--- DIRECTIONS ---
What to return is the tail of the data, from the line that contains "Query: window" down to the last line, copied exactly.

(Saved entries)
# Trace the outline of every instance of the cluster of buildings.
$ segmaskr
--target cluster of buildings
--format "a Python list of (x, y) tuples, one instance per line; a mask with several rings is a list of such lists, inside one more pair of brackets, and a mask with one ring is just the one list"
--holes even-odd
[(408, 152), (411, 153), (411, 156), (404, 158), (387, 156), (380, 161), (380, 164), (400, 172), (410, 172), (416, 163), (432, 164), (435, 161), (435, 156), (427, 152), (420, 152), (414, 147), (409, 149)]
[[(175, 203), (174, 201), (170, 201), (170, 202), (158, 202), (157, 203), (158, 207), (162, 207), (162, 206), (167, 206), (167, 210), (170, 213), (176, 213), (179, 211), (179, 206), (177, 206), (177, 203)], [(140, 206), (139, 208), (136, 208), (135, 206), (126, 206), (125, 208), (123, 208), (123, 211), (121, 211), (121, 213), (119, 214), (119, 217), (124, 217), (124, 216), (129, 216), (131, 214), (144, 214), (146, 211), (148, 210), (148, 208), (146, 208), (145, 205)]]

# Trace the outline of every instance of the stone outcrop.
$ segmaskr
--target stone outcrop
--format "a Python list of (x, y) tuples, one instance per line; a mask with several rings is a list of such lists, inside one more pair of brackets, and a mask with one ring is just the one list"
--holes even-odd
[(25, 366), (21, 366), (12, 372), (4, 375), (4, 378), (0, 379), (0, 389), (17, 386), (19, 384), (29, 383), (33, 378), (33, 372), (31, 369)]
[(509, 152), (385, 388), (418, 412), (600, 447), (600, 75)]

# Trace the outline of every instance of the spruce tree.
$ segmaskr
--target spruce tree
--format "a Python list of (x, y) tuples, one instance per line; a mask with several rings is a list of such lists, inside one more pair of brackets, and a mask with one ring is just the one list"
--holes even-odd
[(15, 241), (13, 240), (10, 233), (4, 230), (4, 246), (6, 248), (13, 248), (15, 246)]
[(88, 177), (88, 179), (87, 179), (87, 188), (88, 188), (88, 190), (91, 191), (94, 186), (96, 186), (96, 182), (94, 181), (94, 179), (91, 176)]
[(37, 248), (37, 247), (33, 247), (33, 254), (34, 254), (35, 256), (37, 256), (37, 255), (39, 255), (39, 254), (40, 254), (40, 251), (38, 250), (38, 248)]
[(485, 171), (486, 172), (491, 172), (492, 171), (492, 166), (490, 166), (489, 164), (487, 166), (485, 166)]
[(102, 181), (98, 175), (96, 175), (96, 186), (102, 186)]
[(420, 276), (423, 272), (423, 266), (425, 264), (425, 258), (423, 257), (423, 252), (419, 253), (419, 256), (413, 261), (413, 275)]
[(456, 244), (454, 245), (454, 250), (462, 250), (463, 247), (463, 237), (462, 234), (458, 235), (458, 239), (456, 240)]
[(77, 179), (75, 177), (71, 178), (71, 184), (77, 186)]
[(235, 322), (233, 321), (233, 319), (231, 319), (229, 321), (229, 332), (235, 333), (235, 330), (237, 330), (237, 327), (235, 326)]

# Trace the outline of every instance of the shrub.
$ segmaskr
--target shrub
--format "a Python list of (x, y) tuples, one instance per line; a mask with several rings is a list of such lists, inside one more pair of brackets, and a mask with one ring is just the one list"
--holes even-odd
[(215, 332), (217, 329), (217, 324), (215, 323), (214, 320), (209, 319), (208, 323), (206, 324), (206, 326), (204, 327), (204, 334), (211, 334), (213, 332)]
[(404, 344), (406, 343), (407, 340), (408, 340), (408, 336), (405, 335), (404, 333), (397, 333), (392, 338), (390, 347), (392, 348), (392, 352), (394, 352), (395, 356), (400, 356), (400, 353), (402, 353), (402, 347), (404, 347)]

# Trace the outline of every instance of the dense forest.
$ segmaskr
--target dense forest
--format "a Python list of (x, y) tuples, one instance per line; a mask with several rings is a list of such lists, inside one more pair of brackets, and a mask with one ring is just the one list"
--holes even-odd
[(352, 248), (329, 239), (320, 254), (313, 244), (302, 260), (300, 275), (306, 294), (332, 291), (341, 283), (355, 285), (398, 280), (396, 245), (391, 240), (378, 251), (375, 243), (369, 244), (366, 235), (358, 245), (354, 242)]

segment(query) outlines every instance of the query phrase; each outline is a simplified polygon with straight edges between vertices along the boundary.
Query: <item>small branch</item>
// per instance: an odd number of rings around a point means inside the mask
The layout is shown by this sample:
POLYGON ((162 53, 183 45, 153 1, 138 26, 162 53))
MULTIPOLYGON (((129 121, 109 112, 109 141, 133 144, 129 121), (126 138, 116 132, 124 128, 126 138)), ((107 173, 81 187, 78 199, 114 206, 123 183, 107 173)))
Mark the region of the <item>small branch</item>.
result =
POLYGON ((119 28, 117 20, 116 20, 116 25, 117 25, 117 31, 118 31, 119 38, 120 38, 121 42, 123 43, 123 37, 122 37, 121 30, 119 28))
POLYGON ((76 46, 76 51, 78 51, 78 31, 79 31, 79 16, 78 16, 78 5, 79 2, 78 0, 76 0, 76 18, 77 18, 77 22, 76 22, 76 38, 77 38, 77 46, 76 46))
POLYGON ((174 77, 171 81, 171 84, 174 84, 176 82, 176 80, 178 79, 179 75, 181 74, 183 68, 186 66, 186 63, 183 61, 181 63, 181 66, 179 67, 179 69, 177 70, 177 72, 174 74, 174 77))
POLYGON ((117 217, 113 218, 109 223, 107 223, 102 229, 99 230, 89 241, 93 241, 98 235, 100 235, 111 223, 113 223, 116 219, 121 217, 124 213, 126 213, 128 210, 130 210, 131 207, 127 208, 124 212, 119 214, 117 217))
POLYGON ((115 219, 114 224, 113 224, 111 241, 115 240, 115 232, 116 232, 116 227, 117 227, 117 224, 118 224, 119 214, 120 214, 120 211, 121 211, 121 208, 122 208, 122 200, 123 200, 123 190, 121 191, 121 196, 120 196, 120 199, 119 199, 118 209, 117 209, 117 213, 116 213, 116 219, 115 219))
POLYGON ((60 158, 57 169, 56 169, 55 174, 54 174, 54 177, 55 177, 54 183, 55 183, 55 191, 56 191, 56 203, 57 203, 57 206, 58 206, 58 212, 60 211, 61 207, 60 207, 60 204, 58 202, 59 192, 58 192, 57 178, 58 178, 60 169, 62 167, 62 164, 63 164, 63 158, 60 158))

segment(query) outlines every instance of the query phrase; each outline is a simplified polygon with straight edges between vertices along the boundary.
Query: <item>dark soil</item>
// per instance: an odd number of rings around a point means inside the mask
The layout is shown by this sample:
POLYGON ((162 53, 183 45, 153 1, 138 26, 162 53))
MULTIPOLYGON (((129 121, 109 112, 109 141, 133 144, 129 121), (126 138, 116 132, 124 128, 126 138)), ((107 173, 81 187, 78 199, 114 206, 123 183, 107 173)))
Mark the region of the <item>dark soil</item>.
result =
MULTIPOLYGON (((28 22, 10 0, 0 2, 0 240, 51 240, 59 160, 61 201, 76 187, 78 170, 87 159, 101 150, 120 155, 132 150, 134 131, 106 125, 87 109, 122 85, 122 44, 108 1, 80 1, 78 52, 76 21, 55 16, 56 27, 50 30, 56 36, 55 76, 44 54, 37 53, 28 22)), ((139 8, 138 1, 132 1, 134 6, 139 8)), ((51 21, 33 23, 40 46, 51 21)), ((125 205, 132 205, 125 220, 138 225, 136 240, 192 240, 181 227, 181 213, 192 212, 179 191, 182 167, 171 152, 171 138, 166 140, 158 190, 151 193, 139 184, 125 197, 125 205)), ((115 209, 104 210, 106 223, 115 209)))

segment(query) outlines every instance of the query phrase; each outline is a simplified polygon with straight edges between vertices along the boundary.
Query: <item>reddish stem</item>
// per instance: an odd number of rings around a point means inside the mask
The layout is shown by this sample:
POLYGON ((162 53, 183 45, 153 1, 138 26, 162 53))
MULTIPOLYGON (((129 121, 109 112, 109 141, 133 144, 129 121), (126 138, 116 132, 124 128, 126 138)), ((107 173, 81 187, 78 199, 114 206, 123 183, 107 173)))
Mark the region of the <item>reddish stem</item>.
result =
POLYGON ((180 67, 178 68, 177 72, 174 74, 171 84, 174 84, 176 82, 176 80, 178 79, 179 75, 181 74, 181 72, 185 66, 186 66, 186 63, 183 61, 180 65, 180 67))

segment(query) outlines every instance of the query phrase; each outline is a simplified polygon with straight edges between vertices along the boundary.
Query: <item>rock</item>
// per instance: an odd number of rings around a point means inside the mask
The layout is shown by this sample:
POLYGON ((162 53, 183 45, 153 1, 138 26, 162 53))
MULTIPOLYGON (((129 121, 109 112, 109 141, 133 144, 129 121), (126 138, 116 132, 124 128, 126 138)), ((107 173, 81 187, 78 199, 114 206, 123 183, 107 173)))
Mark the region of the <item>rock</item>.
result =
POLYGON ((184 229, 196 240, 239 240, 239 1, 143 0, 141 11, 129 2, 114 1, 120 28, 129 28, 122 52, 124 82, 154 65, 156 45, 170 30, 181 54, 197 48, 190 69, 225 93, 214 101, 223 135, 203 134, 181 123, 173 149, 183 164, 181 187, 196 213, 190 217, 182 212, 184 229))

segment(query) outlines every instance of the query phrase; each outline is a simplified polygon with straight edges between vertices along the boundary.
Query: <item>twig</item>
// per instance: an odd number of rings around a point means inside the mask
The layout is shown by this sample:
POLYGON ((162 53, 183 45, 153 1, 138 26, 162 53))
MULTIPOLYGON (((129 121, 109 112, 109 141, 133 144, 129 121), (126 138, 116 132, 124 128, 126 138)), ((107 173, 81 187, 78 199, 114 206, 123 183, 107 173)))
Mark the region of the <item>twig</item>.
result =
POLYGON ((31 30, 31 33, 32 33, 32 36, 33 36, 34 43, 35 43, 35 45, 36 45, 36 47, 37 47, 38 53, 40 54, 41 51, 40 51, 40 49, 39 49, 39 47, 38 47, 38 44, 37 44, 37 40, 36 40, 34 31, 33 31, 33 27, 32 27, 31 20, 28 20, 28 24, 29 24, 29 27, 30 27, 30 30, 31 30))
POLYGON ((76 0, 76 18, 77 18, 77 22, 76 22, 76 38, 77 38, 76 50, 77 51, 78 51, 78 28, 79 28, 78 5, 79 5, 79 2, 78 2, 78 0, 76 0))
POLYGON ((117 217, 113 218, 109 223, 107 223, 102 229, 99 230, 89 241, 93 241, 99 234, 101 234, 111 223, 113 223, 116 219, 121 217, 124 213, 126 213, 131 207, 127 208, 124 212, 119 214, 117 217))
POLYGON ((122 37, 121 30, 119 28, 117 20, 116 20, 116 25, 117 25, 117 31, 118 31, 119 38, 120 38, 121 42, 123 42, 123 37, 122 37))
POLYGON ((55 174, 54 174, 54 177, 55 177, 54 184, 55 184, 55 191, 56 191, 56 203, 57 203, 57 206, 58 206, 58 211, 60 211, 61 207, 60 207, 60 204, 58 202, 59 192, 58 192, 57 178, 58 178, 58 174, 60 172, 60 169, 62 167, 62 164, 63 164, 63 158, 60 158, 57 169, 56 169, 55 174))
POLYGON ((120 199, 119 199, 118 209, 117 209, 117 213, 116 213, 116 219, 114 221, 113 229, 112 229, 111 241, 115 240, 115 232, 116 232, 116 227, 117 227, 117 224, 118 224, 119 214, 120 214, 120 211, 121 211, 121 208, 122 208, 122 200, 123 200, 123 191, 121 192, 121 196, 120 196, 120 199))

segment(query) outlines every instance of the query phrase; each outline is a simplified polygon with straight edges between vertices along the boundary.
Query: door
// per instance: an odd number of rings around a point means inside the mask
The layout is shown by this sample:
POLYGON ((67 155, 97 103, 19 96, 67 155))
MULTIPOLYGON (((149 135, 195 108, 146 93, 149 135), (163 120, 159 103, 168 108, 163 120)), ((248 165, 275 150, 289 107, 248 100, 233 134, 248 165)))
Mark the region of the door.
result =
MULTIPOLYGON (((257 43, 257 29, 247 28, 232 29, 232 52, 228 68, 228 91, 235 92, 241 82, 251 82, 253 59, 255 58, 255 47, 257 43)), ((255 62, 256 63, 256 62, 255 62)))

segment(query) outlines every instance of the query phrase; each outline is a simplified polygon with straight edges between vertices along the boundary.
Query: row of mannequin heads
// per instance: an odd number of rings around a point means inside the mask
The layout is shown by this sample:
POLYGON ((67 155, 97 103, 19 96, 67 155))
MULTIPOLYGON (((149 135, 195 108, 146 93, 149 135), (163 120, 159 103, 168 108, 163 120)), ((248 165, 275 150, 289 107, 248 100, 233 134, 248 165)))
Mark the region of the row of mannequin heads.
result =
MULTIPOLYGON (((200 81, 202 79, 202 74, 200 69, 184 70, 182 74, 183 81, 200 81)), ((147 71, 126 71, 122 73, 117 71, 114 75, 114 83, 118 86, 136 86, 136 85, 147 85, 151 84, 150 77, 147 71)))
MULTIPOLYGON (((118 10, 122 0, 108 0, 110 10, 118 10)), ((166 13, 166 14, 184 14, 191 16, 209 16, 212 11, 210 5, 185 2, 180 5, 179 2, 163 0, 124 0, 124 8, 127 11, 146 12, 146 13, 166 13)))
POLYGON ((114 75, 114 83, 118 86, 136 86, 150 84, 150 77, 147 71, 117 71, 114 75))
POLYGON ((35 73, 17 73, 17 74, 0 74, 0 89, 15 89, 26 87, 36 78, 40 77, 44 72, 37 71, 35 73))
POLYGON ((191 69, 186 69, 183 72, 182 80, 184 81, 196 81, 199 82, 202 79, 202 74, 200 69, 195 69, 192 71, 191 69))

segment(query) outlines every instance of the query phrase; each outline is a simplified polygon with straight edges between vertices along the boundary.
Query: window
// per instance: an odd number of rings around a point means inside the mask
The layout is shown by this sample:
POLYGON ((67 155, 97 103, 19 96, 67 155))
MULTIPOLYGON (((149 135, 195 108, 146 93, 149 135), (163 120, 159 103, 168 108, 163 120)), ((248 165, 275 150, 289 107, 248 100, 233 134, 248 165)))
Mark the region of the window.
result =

--- RESPONSE ---
Query: window
// per instance: an odd number of rings around a point means inside the mask
The layout is shown by this sample:
POLYGON ((67 155, 97 103, 19 96, 67 155))
MULTIPOLYGON (((149 135, 195 108, 146 93, 149 135), (163 120, 159 103, 168 108, 163 120)), ((248 165, 275 150, 289 107, 248 100, 233 134, 248 165)))
Mark the region of the window.
result =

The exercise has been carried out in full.